Instructions for the task :: Copy out the material below with every "tree line" changed to "forest edge" and nothing else altered, and omit the pictures.

Source data ::
·····
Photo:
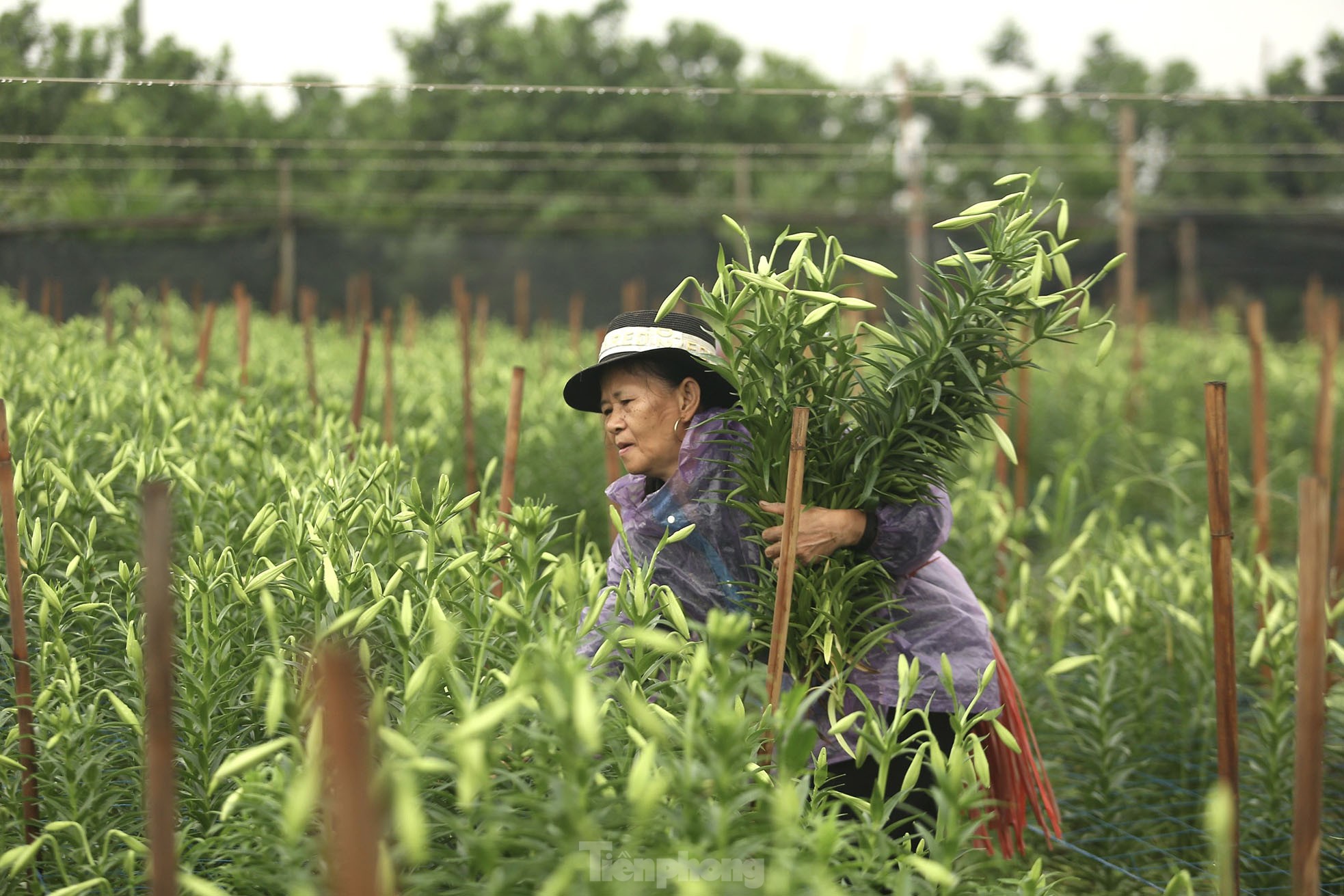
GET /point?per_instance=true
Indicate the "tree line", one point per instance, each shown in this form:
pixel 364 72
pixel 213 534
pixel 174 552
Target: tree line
pixel 565 161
·····
Answer to the exercise ::
Photo:
GET /point?per_instance=true
Indicate the "forest edge", one point per instance, each shown in this form:
pixel 364 72
pixel 213 534
pixel 174 552
Target: forest edge
pixel 565 161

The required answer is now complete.